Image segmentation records
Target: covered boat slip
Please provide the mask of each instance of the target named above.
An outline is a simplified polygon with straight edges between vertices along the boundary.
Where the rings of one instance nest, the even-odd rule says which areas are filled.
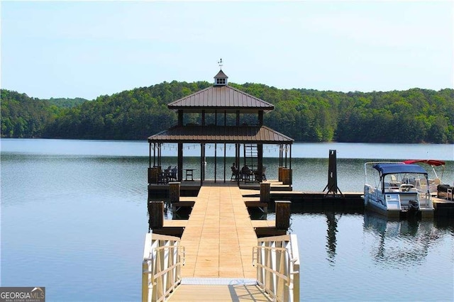
[[[177,145],[177,174],[175,180],[177,181],[187,180],[187,172],[192,170],[190,179],[197,179],[200,186],[203,185],[206,179],[204,164],[207,144],[215,145],[214,164],[206,167],[215,172],[215,181],[218,180],[218,169],[223,171],[222,180],[224,182],[231,180],[233,176],[238,184],[245,179],[257,182],[262,181],[265,174],[264,145],[279,145],[279,166],[292,169],[292,144],[294,140],[264,125],[264,115],[274,110],[274,105],[229,86],[228,77],[222,69],[214,79],[212,86],[167,105],[169,109],[177,113],[177,123],[148,138],[148,184],[159,182],[159,175],[162,170],[162,146],[164,143]],[[200,144],[200,169],[198,171],[184,166],[184,144]],[[234,145],[234,164],[231,167],[232,163],[227,162],[226,160],[227,144]],[[223,152],[219,152],[223,154],[218,154],[216,147],[219,145],[223,147]],[[275,168],[277,169],[277,167]],[[157,176],[155,177],[155,175]]]
[[[148,138],[148,213],[153,233],[145,236],[142,300],[299,301],[298,244],[294,235],[287,234],[290,202],[279,203],[282,216],[288,218],[284,227],[267,222],[260,226],[269,233],[259,236],[270,237],[258,238],[239,188],[241,182],[258,184],[265,179],[266,144],[279,146],[279,166],[288,169],[290,175],[293,139],[264,125],[264,113],[274,109],[272,104],[228,86],[222,70],[214,79],[213,86],[169,104],[169,109],[177,112],[177,125]],[[170,176],[169,168],[162,174],[165,143],[177,145],[177,171]],[[200,145],[200,169],[185,165],[184,144]],[[214,164],[209,167],[206,167],[207,144],[215,145]],[[227,144],[234,145],[231,167]],[[221,154],[218,154],[218,145],[223,147]],[[240,170],[240,167],[244,169]],[[214,171],[214,180],[206,179],[206,169]],[[218,169],[223,171],[218,181],[223,185],[217,185]],[[169,178],[172,182],[167,181]],[[187,183],[194,184],[190,185],[196,191],[194,201],[179,199],[180,186]],[[164,202],[153,201],[159,186],[163,187],[161,191],[166,189],[161,184],[168,184],[174,212],[177,204],[190,203],[187,220],[164,221]],[[266,186],[269,194],[270,184]],[[260,200],[257,203],[262,204]]]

*AIM*:
Count how many lines of the records contain the string "instance", matching case exactly, and give only that number.

*RESULT BELOW*:
2